'''

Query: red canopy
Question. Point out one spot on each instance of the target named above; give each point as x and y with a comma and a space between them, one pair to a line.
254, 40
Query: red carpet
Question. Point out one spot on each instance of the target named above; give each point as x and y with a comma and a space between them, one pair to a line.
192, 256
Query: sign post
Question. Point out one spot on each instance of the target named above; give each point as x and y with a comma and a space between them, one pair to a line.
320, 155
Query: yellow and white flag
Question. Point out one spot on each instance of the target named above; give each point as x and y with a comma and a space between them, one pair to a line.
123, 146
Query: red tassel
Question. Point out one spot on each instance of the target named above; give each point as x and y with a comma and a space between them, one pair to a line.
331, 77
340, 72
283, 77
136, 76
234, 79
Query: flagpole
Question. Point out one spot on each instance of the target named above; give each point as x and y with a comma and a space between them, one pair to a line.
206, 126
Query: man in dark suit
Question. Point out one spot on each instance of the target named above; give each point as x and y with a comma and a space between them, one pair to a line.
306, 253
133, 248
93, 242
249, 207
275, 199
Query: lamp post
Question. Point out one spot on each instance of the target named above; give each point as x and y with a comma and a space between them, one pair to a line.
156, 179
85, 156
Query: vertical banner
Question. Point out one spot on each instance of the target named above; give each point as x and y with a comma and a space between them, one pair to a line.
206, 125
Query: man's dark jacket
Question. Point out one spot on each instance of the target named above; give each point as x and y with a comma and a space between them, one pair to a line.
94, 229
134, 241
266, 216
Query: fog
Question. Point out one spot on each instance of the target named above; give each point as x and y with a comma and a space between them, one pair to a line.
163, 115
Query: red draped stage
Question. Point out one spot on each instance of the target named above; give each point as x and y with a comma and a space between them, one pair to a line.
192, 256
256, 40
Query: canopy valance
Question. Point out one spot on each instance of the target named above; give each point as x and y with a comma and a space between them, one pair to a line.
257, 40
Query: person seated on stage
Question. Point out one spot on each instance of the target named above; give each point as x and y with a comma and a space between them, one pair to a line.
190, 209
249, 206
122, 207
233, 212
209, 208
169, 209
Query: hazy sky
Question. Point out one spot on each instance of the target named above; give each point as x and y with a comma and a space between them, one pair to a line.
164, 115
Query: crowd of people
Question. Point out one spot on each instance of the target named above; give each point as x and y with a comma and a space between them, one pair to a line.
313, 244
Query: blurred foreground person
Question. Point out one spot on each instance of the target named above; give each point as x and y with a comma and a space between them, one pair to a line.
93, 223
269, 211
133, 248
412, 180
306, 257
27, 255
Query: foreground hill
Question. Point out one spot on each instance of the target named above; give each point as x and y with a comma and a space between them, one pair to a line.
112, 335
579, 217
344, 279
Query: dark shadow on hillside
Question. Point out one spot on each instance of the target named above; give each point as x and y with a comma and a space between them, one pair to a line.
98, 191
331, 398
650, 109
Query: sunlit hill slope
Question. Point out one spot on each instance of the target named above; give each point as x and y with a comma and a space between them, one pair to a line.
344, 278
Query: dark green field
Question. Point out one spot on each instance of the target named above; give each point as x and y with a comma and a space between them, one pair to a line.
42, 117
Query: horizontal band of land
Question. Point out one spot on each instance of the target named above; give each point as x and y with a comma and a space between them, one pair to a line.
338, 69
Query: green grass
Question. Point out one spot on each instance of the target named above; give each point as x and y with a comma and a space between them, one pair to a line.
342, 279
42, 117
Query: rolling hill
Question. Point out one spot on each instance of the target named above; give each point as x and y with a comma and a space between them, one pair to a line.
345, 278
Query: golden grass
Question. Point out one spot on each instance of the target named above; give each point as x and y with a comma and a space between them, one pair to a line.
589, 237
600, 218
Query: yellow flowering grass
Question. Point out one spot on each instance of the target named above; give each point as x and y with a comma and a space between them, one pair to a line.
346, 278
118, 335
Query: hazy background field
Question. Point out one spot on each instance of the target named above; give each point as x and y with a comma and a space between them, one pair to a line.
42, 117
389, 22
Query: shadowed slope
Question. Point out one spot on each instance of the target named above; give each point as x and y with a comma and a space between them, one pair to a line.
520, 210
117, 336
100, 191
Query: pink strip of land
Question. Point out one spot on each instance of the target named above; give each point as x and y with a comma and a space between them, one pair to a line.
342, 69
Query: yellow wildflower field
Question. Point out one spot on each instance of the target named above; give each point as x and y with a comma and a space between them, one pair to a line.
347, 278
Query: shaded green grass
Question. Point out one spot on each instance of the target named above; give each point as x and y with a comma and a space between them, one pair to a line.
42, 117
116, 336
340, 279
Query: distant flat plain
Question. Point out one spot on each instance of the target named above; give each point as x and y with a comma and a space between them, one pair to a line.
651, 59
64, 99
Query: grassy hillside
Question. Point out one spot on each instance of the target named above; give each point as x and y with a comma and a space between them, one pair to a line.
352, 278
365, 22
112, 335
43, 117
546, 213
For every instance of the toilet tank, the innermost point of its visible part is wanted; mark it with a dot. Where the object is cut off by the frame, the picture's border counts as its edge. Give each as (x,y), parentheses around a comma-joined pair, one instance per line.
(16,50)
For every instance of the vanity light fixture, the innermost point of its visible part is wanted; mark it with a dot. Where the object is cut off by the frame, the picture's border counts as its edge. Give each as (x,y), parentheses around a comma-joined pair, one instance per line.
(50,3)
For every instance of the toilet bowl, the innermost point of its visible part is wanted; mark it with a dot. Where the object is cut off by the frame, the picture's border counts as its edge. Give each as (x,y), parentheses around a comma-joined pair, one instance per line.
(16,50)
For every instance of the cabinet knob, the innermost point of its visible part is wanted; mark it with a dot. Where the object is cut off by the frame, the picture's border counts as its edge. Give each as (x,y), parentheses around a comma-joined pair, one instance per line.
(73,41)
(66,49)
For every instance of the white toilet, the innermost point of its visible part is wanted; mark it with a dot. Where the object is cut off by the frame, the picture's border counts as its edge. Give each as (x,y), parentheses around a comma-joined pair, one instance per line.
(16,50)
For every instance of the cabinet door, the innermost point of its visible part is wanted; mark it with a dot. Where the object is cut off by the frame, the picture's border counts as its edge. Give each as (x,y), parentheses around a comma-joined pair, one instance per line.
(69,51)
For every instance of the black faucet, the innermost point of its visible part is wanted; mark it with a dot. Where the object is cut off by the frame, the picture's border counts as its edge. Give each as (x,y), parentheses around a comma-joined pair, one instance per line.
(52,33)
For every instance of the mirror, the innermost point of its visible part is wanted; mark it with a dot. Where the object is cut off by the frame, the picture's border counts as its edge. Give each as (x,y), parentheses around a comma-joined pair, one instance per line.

'''

### What you have to do
Everything above must be retyped. Keep each record exactly the same.

### Solution for this problem
Query: red canopy
Question. Point out one spot on each instance of the target named above; give each point as x and y with a comma and a space between them, one pair to a line.
254, 40
Query: red carpet
Question. Point out one spot on each instance of the target named above; give each point as x and y with a comma and a space between them, one pair to a line.
192, 256
Query: sign post
Question. Point out one spot on each instance of the target named above; give each point as x and y with a comma and a space between them, one pair to a line.
320, 155
Query: yellow and white flag
Question. Point out one spot on each instance of the target named above; give each point as x and y with a comma and a space between them, one pair to a line.
123, 146
Query: red tassel
Question. Point out one spot on each instance of the target named above; give each point as x and y with a comma and a space between them, one pair to a line.
331, 77
340, 72
283, 77
136, 76
234, 79
Query: flagpole
Question. Point out one spot on each instance of the target named above; give each point as x and y with a comma and a space between them, one pair to a line.
206, 126
Query: man in dark suit
Question. Point out one spot on each instance of the target named above; give each point as x and y with a comma and a space between them, one pair to a line.
306, 253
133, 248
93, 242
249, 207
275, 199
Query: lamp post
Question. Point out one spot on each instance of the target named above; give each point as x and y with a comma and a space between them, one pair to a line.
156, 179
85, 156
Query: vertical banner
Question. Point out one spot on each instance of the target named above; give each point as x and y with a comma and a space between them, one pair to a line.
206, 125
Query: man's dark jacket
Question. Point out one spot on each instance of the target named above; give each point as x and y with a comma and a space between them, one pair to a line.
94, 229
134, 241
266, 216
Query: fog
Question. Point out one spot on each instance of the target named above; give each point as x and y with a comma and a space between them, one pair to a line.
163, 115
Query: red draped stage
Question. Point out one spot on each instance of the target named above; give each point as x and y with a comma and a space between them, one pair to a line.
192, 256
256, 40
Query: canopy valance
Question. Point out one spot on each instance of the target named above; give each point as x and y with a comma and a space between them, one pair to a line.
257, 40
Query: person seated on stage
Question. Point out one spot on each instance of the target named above; give each point as x and y with a comma and a space between them, one pair to a line.
190, 209
249, 206
122, 207
233, 212
209, 208
169, 209
Query: hazy sky
Question. Point out one spot on each instance of the target named above; give each point as x and y with a comma and a space between them, one pair to a line.
164, 115
Query: crowd of people
Question. Point out one spot on each instance of the target named above; give each point as x and y with a comma and a space between them, one pair to a line.
313, 244
Query: blurred foreground person
Question. Point out one spot on each instance of the target named above; give each point as x and y with a comma and a space between them, one pair to a line.
93, 223
269, 211
133, 248
412, 180
306, 257
27, 255
Query: foreground hill
Question. Point out one spot on each instance of the target named above; give each point as x and y with a comma and a space between them, one pair to a line.
112, 335
579, 217
344, 279
Query: dark shadow on hillside
Question. Point out one spot on each instance of the target named above; give each point as x and y with a comma and a space between them, one pair to a line.
98, 191
331, 398
650, 109
Query: sunlit hill slope
Question. Point out one spot on each instance of the target named above; give each point as x and y with a comma and a space between them, one pair to a line.
344, 278
Query: dark green field
Question. Point out one spot on each instance of the target named above; give each point as x and y with a comma and a space between them, one pair to a line.
42, 117
Query: horizontal band of land
Question. Point out one spot on each instance of the target named above; give each point as x and y with a comma and a space between them, one pair to a line.
338, 69
Query: green grass
Question. Point out one spot on each instance of the target named above; give each point as x and y with a comma and a space between them, one pair to a line.
342, 279
42, 117
Query: rolling hill
Question. Point out one spot on each instance of the target named above; give each point as x and y with a comma and a space between them, one pair to a line.
345, 278
Query: golden grass
Question. Point out one spot on each instance of the target named above; give each point as x and y with a comma and a space between them, one pair to a line.
589, 237
600, 218
Query: yellow flowering grass
Question. Point out one spot on each instance of the target named above; give each point as x and y with a comma and a space between them, one pair to a line.
346, 278
118, 335
Query: hazy background field
Question. Point out one spot on each instance of the target named above; give each point as x and y with a comma and a space between them, one pair to a line.
42, 117
389, 22
Query: shadowed slope
Question. Point out one spot on each instance of the target named above; give each point as x and y with a comma and a space between them, one pair to a line.
520, 210
117, 336
100, 191
Query: pink strip of land
Question. Point out one spot on each instance of the target named above; give each point as x and y with a comma and a space between them, one pair to a line.
342, 69
Query: yellow wildflower field
Question. Point out one spot on each instance of the target named above; give each point as x and y with a comma and a space between them, one pair to a line.
347, 278
Query: shaded green grass
Question. Point out one spot on each instance of the target named above; give each point as x and y with a comma and a space between them, one pair to a line.
42, 117
116, 336
340, 279
Query: distant flat plain
Question. Point out one spot on each instance of the target named above; give each point as x and y with a comma and a space between them, one pair to a line.
651, 59
64, 99
Query: grassy hillside
Question. Point out one spot on each instance of the target named above; give each point as x and y with a comma and a space between them, one pair to a line.
352, 278
365, 22
112, 335
43, 117
546, 213
For every instance of the toilet tank, the innermost point of its visible part is wanted; mark it with a dot. Where the object is cut off by the frame, the picture's border counts as its edge. Give each as (x,y), parentheses around a comma-joined pair, one instance per line.
(16,50)
For every instance of the vanity light fixture, the innermost point of its visible part is wanted; mark it with a dot. Where the object is cut off by the frame, the picture's border counts as its edge. Give each as (x,y), parentheses around a comma-joined pair, one instance per line.
(50,3)
For every instance of the toilet bowl, the innermost point of its visible part is wanted; mark it with a dot. Where the object is cut off by the frame, the picture's border counts as its edge. Give each as (x,y), parentheses around a comma-joined pair, one instance per line.
(16,50)
For every instance of the cabinet knob, the innermost point of its visible part is wanted; mark it with a dot. Where the object is cut off by the frame, the picture's border counts as its edge. Give each as (x,y), parentheses around a comma-joined pair, one instance per line.
(73,41)
(66,49)
For every instance of the white toilet, the innermost point of its visible part is wanted; mark it with a dot. Where the object is cut off by the frame, the picture's border counts as its edge. Give each as (x,y), parentheses around a comma-joined pair, one instance per line.
(16,50)
For every instance of the cabinet door, the innermost point of its visible part is wanted; mark it with a dot. Where the object is cut off by the frame, the picture's border counts as its edge. Give each as (x,y), parentheses around a comma-joined pair, one instance per line.
(69,51)
For every instance of the black faucet, the innermost point of its visible part is wanted; mark it with a dot. Where the object is cut off by the frame, the picture's border counts as its edge. Give each as (x,y), parentheses around a comma-joined pair, one instance per line.
(52,33)
For every instance of the mirror, the innermost point of its visible part is wanted; mark it with a dot. Where the object is cut off by the frame, the picture's border counts as its edge. Give each as (x,y), parentheses around a comma-joined pair, one instance per line.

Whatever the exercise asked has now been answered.